Every line below must be reproduced exactly. Copy them all.

[Object point labels]
START

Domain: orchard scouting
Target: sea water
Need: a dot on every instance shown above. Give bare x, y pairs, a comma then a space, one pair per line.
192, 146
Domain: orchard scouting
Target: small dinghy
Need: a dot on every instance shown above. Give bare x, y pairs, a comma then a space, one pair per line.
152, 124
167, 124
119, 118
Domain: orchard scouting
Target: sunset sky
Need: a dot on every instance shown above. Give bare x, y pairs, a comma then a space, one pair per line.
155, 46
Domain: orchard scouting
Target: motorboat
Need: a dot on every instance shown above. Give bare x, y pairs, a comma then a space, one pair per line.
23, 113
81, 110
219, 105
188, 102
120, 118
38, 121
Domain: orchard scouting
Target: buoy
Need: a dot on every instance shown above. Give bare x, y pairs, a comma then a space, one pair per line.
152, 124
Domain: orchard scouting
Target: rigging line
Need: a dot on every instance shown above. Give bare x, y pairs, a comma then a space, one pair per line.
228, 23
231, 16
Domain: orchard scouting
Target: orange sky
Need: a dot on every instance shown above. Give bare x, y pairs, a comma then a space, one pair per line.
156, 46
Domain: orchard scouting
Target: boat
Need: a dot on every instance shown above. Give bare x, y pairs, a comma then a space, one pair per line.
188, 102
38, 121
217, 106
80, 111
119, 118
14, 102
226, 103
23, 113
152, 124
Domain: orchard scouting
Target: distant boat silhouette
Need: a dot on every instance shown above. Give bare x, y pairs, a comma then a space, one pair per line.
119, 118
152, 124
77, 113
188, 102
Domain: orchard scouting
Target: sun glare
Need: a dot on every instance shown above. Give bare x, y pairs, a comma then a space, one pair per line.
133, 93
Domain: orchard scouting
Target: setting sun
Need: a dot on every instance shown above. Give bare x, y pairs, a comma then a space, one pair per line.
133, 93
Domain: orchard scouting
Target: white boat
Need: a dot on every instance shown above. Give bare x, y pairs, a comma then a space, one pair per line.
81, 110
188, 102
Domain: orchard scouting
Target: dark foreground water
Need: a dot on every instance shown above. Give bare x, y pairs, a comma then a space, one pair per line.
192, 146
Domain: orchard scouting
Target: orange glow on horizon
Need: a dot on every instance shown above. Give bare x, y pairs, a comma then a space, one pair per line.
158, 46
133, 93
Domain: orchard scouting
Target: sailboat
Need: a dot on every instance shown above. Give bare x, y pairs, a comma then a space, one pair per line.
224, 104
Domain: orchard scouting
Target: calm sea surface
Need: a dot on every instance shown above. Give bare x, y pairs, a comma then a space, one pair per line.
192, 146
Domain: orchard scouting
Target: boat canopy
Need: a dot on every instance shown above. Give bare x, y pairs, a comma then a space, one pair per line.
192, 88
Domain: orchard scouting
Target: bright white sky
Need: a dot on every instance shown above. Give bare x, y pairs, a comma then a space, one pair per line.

END

▶ FINISHED ANSWER:
Domain: orchard scouting
Target: sea water
Need: a dot on every instance shown above. Give bare x, y pairs, a comma then a space, one pair per line.
192, 146
Domain: orchard scouting
Target: small dinghy
Need: a dot on every instance shown above. Give bare x, y pairs, a comma then a space, one pair per line.
152, 124
167, 124
119, 118
Domain: orchard scouting
Target: sunset sky
Need: a dot on every instance shown above. Give bare x, y pairs, a comma then a space, one pair per line.
155, 46
Domain: orchard scouting
Target: motorboat
Need: a dot on every instance shown above. Give bare x, y pairs, a comma then a space, one pair per line.
23, 113
81, 110
219, 105
188, 102
120, 118
38, 121
Domain: orchard scouting
Target: buoy
Need: a dot on every instance shown above. Give bare x, y pairs, a comma then a space, one pair per line.
152, 124
Domain: orchard scouting
Target: rigging line
Need: a dot on every instance shown above. Give bare x, y pairs, a comma then a space, one pair per line.
228, 23
231, 16
Domain: orchard scouting
Target: orange sky
Need: a dot on every instance shown above. Give bare x, y pairs, a comma then a space, one pair per line.
156, 46
Domain: orchard scouting
Target: boat
Need: a dot on every instance shown above. Give bare x, y pairs, a comma then a space, one pair per line.
188, 102
38, 121
217, 106
80, 111
119, 118
14, 102
226, 103
23, 113
152, 124
Domain: orchard scouting
Target: distant boat silhouette
Need: a dot on every instance shown above. Give bare x, y pairs, a comma then a space, one pair per line.
119, 118
152, 124
77, 113
188, 102
Domain: orchard scouting
Target: sun glare
Need: a dot on every instance shown above. Give bare x, y pairs, a comma then a space, one pair per line.
133, 93
Domain: orchard scouting
Target: setting sun
Need: a dot on every instance shown above. Give bare x, y pairs, a comma then a space, one pair per line.
133, 93
Domain: orchard scouting
Target: white boat
Need: a dot on every instance shown above. Give bare x, y pairs, a comma then a space, one pair per line.
81, 110
188, 102
Domain: orchard scouting
Target: dark foreground water
Need: a dot on every instance shown above. Give bare x, y pairs, a comma then a space, one pair per line.
192, 146
Domain: orchard scouting
Target: orange glow on horizon
Need: a dot on every instance shown above. Give bare x, y pairs, a comma then a space, one pair per line.
158, 46
133, 93
Domain: orchard scouting
Target: sailboat
Need: a dot on every instance shown above. Give bare x, y pairs, a comma then a space, one pair per line.
224, 104
Domain: orchard scouting
Target: calm sea surface
Need: a dot on every instance shown above. Give bare x, y pairs, a comma then a space, one pair per line.
192, 146
Domain: orchard scouting
Target: boat canopy
Need: a dot on every instance shown above. Give bare x, y pairs, a comma then a space, one pair per line.
192, 88
Domain: orchard scouting
Target: bright white sky
Need: a dot on every instance shown above. Give bare x, y pairs, a comma then a space, one pair per line.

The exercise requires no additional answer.